INSTRUCTIONS TO FOLLOW = Copy out, unchanged, the lines of the records starting with the one that contains "The scan above contains the back" and continuing through the one that contains "[112,264,250,399]", both included.

EXTRACTED RECORDS =
══════════════════════════════

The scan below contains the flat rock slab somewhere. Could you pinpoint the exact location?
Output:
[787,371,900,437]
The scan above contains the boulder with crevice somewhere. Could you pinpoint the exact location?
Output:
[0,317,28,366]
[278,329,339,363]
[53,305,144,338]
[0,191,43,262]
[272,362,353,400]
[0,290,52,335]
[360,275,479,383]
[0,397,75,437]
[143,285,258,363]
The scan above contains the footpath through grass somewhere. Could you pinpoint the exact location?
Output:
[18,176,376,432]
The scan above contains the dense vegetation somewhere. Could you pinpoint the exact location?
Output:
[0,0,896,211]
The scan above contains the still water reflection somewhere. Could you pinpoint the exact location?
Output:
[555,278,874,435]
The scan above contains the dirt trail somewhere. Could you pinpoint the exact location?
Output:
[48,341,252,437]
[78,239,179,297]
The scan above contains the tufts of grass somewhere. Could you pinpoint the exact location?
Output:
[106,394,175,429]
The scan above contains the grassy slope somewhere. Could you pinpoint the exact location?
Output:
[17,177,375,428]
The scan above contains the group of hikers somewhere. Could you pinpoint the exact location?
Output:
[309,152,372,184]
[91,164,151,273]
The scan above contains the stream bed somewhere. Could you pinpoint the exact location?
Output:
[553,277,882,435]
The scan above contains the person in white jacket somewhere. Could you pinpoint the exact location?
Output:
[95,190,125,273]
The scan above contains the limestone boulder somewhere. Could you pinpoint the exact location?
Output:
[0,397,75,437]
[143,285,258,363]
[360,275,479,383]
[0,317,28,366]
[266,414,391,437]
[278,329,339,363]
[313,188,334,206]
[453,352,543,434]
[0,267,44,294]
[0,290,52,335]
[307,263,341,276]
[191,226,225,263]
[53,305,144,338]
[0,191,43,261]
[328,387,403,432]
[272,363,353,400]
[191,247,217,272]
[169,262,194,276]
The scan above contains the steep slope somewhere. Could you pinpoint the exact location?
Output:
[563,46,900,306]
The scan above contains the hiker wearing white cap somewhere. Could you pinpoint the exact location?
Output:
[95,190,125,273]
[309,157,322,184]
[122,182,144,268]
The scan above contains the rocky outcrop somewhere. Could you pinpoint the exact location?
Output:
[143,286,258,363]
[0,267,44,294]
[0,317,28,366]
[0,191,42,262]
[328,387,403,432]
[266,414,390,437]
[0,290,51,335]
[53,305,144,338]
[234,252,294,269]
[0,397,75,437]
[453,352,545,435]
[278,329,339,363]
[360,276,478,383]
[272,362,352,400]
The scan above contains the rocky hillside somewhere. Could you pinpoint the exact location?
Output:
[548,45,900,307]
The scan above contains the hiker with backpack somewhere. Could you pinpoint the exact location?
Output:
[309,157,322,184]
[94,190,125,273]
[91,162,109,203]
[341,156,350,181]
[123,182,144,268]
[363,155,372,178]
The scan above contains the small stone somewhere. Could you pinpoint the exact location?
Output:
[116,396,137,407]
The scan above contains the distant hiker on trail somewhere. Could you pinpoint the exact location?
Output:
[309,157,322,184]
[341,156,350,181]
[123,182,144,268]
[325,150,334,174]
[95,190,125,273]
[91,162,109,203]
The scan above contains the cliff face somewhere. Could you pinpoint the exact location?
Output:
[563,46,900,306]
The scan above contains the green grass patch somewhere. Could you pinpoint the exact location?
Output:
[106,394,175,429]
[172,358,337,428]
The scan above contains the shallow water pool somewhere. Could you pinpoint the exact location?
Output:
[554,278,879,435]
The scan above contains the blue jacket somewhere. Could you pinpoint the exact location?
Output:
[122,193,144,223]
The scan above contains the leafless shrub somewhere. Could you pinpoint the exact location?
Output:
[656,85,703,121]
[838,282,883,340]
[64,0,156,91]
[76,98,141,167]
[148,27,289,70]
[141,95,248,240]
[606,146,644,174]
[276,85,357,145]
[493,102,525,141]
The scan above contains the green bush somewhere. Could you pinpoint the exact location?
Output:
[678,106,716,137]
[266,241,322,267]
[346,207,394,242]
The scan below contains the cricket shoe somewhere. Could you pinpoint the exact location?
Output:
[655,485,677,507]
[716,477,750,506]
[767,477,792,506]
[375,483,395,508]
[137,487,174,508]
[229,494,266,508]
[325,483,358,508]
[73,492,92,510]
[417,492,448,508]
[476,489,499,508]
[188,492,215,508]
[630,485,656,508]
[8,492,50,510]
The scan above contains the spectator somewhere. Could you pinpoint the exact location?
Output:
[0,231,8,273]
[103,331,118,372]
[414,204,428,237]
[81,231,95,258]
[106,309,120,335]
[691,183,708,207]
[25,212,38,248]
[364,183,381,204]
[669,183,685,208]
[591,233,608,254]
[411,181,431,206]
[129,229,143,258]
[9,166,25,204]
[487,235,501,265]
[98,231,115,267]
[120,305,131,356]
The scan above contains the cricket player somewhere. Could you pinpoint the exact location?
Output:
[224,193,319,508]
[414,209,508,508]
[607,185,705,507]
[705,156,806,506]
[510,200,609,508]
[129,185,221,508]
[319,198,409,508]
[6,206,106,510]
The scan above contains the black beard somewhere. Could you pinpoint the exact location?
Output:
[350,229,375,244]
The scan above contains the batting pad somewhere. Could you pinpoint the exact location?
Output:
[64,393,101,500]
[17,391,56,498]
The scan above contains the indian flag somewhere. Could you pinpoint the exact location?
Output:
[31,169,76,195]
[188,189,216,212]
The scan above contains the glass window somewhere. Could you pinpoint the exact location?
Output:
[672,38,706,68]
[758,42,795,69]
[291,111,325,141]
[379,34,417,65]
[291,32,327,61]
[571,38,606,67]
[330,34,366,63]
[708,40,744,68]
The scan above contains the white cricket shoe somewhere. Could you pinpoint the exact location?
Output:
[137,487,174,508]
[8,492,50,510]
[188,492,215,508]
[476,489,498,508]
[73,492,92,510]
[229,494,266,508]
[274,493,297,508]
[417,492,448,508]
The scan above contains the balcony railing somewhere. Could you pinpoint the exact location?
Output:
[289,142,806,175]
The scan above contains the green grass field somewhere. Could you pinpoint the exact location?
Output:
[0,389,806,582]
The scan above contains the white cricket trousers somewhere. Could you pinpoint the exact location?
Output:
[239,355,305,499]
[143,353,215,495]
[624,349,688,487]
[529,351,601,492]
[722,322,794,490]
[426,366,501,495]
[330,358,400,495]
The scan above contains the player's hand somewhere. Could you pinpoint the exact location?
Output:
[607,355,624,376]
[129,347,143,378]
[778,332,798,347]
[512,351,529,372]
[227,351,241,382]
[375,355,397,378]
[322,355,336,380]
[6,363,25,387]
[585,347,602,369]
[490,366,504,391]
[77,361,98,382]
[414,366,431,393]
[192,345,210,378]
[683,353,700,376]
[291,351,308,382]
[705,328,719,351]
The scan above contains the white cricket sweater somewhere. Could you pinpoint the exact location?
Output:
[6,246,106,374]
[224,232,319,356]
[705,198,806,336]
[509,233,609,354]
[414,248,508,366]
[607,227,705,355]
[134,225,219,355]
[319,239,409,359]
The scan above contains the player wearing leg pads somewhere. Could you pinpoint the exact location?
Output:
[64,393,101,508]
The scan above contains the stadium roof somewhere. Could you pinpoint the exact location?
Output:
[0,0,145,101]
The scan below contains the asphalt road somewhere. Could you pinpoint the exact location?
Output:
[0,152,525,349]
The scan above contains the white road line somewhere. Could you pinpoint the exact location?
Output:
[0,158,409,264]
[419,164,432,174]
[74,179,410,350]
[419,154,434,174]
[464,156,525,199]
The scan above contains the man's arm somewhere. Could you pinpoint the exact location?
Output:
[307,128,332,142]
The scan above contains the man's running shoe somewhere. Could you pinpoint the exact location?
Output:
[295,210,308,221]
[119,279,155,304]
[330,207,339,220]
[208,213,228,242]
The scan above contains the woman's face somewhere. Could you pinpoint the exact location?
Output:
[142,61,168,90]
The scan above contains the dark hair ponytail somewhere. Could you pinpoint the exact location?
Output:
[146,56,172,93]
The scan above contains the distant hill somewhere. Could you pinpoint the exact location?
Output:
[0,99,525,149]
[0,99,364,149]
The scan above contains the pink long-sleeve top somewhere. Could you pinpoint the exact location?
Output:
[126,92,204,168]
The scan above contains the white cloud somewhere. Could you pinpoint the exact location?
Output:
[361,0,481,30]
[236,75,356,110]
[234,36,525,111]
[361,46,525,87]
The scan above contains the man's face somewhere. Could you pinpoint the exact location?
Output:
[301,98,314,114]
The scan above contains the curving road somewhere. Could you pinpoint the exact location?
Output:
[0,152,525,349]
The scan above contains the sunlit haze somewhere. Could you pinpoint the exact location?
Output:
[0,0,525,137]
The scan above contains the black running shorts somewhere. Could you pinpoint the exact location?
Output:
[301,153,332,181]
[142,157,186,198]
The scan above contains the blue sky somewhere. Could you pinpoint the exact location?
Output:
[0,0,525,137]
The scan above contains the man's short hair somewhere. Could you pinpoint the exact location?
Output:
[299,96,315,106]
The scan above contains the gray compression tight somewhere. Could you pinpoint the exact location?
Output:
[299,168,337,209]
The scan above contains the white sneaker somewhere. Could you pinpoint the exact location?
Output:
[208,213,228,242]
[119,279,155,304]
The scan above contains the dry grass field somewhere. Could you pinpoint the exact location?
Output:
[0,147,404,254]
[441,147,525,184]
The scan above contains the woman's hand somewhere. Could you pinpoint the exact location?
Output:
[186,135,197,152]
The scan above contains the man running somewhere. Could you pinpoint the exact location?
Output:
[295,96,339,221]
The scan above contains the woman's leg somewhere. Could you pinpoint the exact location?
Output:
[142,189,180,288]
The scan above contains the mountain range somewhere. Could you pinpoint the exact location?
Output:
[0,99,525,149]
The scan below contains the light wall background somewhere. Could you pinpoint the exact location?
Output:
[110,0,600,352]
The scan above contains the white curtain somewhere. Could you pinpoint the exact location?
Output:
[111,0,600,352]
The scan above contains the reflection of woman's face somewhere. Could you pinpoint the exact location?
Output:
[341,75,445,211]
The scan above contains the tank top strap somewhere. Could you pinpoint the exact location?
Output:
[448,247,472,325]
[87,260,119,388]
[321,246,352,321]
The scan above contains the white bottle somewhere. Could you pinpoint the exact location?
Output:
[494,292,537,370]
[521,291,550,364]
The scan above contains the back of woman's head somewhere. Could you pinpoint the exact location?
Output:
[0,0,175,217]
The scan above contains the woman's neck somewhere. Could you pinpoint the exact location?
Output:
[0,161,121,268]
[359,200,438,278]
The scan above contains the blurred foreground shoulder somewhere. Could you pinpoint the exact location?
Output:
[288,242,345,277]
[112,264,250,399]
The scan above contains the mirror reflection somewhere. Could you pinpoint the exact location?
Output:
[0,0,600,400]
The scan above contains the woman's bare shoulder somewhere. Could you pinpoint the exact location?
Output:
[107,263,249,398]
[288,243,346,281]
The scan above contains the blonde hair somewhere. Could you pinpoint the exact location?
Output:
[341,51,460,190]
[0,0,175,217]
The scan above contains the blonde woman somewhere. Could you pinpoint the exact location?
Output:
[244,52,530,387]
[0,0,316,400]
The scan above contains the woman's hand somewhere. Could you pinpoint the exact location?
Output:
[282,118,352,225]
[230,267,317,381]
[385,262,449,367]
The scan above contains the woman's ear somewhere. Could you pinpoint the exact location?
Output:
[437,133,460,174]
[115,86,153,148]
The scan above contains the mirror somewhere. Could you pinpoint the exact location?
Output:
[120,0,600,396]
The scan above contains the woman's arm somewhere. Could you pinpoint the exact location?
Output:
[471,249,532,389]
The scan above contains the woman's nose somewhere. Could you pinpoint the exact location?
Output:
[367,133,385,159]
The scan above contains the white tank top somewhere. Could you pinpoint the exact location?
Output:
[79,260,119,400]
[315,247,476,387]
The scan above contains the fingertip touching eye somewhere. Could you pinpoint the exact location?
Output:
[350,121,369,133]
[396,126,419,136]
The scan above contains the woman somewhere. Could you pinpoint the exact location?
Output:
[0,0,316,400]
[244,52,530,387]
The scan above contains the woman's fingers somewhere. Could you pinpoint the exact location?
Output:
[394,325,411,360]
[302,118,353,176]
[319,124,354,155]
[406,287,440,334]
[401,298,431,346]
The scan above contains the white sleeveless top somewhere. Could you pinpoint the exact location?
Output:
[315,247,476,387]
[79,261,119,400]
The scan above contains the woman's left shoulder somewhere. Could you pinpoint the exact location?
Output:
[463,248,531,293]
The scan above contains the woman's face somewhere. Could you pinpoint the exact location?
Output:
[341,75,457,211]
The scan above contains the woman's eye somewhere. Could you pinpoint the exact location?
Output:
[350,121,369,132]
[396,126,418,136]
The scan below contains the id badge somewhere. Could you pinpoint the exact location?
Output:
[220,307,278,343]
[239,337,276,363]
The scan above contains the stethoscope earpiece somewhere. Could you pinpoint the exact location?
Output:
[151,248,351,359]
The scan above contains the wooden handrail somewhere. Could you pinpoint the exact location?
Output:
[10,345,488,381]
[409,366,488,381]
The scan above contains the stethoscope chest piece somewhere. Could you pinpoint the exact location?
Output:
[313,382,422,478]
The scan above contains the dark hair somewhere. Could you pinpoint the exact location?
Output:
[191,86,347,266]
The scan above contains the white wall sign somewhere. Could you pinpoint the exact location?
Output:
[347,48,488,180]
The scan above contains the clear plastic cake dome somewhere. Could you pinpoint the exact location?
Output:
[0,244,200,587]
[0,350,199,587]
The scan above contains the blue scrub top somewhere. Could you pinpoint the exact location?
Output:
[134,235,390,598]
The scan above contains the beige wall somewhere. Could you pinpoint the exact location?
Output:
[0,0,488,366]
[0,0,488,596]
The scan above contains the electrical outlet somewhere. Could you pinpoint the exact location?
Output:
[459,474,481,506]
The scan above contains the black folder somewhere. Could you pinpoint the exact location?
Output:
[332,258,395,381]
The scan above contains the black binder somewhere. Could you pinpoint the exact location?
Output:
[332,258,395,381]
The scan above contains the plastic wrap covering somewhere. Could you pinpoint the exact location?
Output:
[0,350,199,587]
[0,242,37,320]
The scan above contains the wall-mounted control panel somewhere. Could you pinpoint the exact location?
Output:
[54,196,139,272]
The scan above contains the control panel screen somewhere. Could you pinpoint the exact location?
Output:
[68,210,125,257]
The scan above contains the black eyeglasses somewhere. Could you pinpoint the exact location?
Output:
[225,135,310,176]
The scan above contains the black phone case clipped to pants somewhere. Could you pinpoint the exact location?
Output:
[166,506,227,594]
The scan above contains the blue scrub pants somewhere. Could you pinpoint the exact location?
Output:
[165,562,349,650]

══════════════════════════════

ANSWER TO THE PROBLEM =
The scan above contains the back of woman's head somewhere. Could you pinpoint the exact location?
Output:
[0,0,175,217]
The scan above contains the woman's neck somewhere. Could you pinpoint the exact location?
Output:
[0,161,121,268]
[359,200,438,278]
The scan above contains the blurred foreground shoulder somewhere. Could you pinpoint the exact location?
Output:
[288,242,345,277]
[112,264,250,399]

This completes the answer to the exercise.